WORK ITEM:
Repeat the listing below in full, keeping every character as it is.

::: RECORD EXTRACTS

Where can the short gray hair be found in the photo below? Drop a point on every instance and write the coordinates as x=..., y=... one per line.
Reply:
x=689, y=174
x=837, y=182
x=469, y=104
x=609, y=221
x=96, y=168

::::::

ANSWER BOX:
Where can the short gray hair be found in the photo below? Drop a point on every instance and write the coordinates as x=..., y=... one per line.
Reply:
x=689, y=174
x=837, y=182
x=469, y=104
x=609, y=221
x=96, y=168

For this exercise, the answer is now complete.